*Assigned task*.
Leaving nothing out, set down all the data exactly.

--- START ---

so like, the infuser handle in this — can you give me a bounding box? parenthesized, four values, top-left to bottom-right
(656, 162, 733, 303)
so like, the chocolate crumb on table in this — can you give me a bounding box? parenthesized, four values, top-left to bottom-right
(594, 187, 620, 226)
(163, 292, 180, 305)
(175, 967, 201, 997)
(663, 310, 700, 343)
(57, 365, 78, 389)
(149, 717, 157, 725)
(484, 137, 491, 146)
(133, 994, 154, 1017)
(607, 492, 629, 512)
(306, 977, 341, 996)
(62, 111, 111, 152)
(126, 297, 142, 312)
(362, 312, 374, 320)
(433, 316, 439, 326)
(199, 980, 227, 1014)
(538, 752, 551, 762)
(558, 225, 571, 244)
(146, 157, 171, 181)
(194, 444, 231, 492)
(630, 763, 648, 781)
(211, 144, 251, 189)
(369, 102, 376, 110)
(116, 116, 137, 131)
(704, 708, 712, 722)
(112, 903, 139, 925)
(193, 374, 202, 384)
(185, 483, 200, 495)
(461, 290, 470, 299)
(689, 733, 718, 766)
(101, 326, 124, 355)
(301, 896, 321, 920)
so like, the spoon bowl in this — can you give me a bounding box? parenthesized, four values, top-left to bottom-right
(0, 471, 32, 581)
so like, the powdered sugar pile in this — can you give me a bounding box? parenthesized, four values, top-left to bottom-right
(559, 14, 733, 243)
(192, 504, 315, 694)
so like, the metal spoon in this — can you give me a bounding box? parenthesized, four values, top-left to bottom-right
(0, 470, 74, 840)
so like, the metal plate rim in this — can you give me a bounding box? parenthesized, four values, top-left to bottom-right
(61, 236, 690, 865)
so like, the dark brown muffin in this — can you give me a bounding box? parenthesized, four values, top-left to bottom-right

--- END ---

*Completed exercise*.
so like, the infuser handle in this — can you give me a bounding box? parenthesized, four values, top-left to bottom-right
(656, 162, 733, 303)
so like, the chocolate crumb on table in this — can you give me a bounding box? parenthesized, four values, top-left to bottom-right
(594, 187, 620, 226)
(163, 292, 180, 305)
(175, 967, 201, 997)
(663, 310, 700, 343)
(57, 365, 78, 389)
(149, 717, 157, 725)
(484, 137, 491, 146)
(133, 994, 154, 1017)
(607, 492, 629, 512)
(306, 977, 341, 996)
(62, 111, 111, 152)
(126, 297, 142, 312)
(362, 312, 374, 320)
(433, 316, 439, 326)
(199, 980, 227, 1014)
(538, 752, 551, 762)
(558, 225, 571, 244)
(146, 157, 171, 181)
(194, 444, 231, 492)
(630, 763, 648, 781)
(211, 144, 251, 189)
(369, 102, 376, 110)
(116, 116, 137, 131)
(704, 708, 712, 722)
(112, 903, 139, 925)
(193, 374, 202, 384)
(185, 483, 200, 495)
(461, 290, 470, 299)
(689, 733, 718, 766)
(101, 326, 124, 355)
(301, 896, 321, 920)
so like, the spoon bowl in this — can you give me a bounding box? parenthesized, four values, top-left to bottom-right
(0, 471, 32, 581)
so like, the powdered sugar pile in this — can you give me a bounding box? parenthesized, four values, top-left to bottom-right
(559, 14, 733, 243)
(192, 504, 315, 694)
so like, the metal spoon in this — can you give me a bounding box? parenthesized, four values, top-left to bottom-right
(0, 470, 74, 840)
so like, the metal plate rim in this — can you give me a bounding box? parenthesized, four values, top-left to bottom-right
(61, 236, 690, 865)
so like, the dark brown muffin in this — can you give me a bounding box? parenthesized, four values, top-left to bottom-right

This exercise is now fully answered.